* **SOURCE PASSAGE**:
The question then arises of what will become of British culture in ‘21 and beyond. The answer isn’t entirely visible today, but clues are in place. The Nightlife industry is in tatters, and lack of support does not look optimistic for the thin thread the clubs and eventing spaces are hanging onto. Fallout from a lack of such spaces coupled with fatigue with restrictive measures, WILL push moments of (required) shared experiences and music/club culture further underground. We will be back to DIY and back to punk (in mentality at least).
This won’t be favoured by all; with COVID at large it will be documented as irresponsible. However, “Counter Culture” is an inevitable outcome when freedom of expression is challenged. The cultures I described early on were all products of fighting the status quo, challenging societal norms, re-defining a narrative, reflective of a snippet in time, each with a sound defining the moment.

* **RECORDED DATA**:
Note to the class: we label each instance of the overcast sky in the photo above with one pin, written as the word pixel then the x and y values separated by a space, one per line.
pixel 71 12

* **TASKS TO COMPLETE**:
a) Sum up the passage on British culture in two sentences.
b) In the passage on British culture, what is named as the inevitable outcome when freedom of expression is challenged?

* **SOLUTIONS IN ORDER**:
a) With the nightlife industry in tatters and people tired of restrictions, shared music and club culture will be pushed further underground, back to a DIY, punk mentality. Some will call this irresponsible while COVID is at large, but counter culture is an inevitable outcome when freedom of expression is challenged.

b) Counter culture.